Excerpted data
— Start —

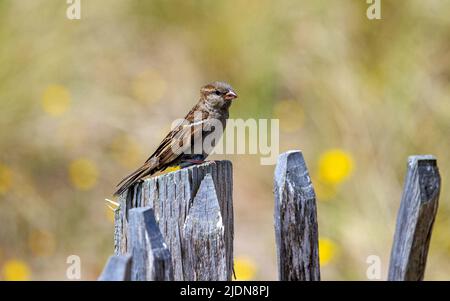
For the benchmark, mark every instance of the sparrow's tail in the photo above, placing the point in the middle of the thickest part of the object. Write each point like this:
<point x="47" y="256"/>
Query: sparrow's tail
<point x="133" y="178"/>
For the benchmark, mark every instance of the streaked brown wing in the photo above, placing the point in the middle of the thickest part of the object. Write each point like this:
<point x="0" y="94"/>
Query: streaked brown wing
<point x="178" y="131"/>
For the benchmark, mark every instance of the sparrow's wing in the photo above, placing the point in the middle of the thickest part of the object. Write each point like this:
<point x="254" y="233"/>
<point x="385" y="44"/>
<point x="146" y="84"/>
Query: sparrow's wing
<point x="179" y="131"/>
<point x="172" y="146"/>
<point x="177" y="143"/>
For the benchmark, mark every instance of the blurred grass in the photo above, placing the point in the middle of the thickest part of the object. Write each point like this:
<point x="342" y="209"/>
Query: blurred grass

— End —
— Start —

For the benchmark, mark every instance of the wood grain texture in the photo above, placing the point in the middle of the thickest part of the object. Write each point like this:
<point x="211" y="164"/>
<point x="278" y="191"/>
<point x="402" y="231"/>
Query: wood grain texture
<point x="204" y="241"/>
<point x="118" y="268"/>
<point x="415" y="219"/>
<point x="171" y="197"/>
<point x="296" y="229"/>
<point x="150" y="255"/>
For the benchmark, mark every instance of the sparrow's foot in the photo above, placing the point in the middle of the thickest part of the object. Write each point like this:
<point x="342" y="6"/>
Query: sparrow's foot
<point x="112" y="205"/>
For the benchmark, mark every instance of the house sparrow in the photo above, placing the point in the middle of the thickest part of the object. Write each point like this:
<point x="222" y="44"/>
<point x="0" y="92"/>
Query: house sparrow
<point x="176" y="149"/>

— End —
— Start —

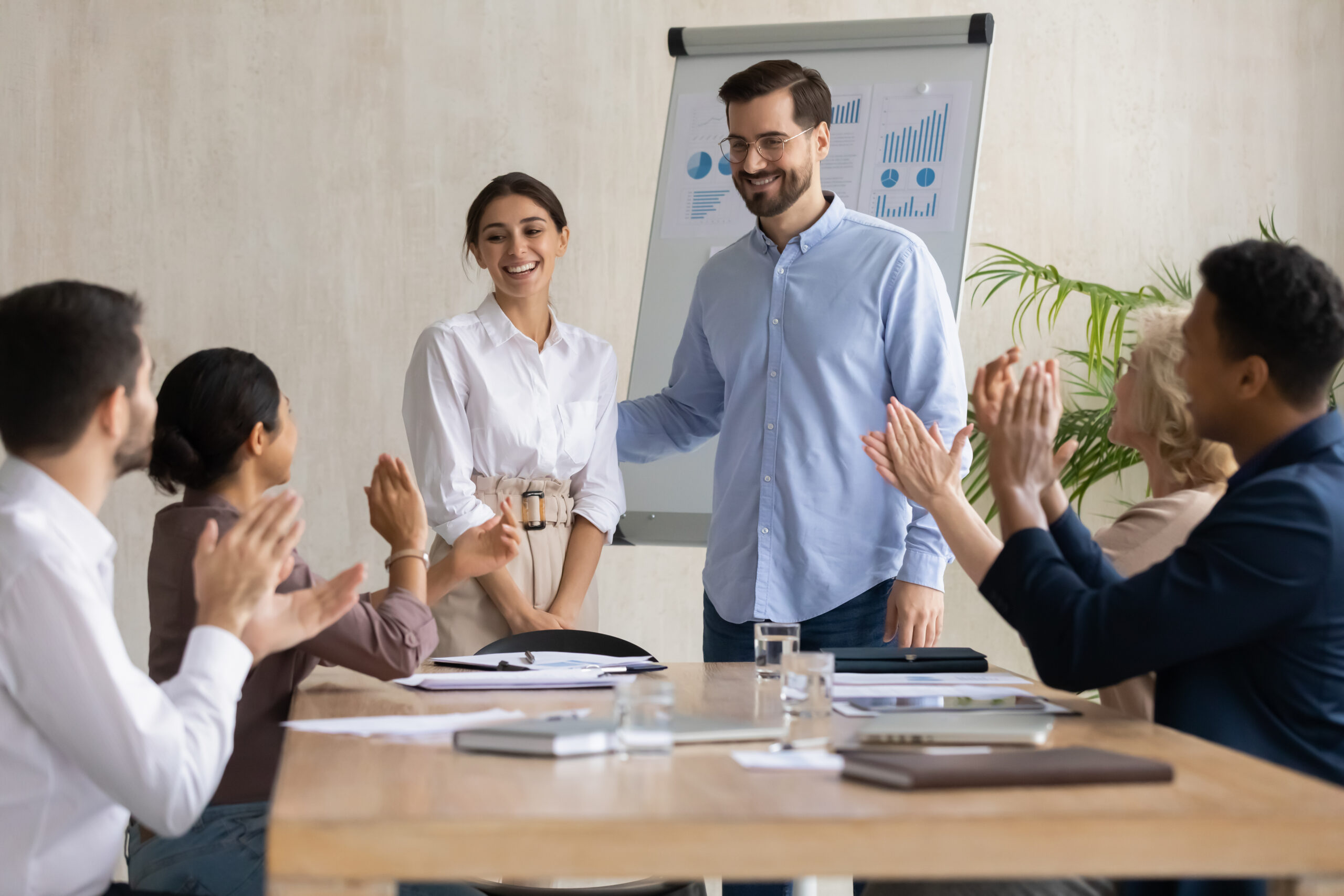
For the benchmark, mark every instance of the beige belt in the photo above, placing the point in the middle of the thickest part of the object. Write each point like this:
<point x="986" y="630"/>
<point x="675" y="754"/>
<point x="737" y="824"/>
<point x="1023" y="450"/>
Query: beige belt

— End —

Objective
Pull out each line of the entries above that contains the word "house", and copy those lines unchanged.

Exercise result
For the benchmark, mark every instance of the house sparrow in the photo above, placing the point in the middle of the thickest part of the object. Write each point like this:
Query: house sparrow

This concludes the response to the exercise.